> **PROBLEM REQUIREMENTS**
Please copy out the lines word for word, from the line containing "Can you spot the wide-brimmed" through the line containing "[[126, 149], [49, 165]]", both included.

[A run of records]
+++
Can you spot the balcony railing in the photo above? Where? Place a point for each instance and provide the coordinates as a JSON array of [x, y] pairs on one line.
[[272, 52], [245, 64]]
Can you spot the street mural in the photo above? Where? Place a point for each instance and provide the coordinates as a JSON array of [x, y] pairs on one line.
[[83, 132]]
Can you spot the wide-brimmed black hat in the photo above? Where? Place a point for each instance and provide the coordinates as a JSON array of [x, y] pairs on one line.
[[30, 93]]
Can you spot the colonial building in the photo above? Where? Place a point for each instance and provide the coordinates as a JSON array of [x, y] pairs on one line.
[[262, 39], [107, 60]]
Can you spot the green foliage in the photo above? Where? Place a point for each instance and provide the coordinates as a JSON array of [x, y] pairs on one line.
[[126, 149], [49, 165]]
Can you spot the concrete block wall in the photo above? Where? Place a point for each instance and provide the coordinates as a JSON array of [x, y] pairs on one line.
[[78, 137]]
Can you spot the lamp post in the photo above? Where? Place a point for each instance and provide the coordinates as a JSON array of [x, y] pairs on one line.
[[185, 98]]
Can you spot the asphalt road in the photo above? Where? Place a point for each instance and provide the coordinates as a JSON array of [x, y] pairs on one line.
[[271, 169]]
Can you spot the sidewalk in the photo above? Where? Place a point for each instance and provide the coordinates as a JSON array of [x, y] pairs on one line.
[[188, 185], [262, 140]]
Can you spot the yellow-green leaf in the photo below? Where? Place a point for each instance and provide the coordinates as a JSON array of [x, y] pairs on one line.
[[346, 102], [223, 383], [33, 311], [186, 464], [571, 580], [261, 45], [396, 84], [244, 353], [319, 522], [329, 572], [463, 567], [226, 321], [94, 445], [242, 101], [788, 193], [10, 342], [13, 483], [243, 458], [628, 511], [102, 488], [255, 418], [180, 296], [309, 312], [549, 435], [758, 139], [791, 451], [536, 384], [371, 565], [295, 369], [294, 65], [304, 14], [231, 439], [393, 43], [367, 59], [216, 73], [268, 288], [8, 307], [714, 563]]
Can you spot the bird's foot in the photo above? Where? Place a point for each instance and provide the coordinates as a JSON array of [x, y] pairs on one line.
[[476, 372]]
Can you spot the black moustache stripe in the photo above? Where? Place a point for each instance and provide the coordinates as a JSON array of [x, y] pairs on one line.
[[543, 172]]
+++
> **WRITTEN RESPONSE**
Can you spot the wide-brimmed black hat in the photo above? Where? Place a point for each instance and provide the coordinates as a JSON array of [x, y] pairs on one line.
[[30, 93]]
Can you spot the colonial building in the photo above? Where? Place a point for each instance and provide the coordinates as a JSON array of [x, y] pairs on one line.
[[262, 39], [107, 60]]
Can you spot the green foliage in the photo above? Where? Place a point for each instance and provide the coordinates as a JSON array of [x, y] pairs on one line.
[[126, 149], [49, 165]]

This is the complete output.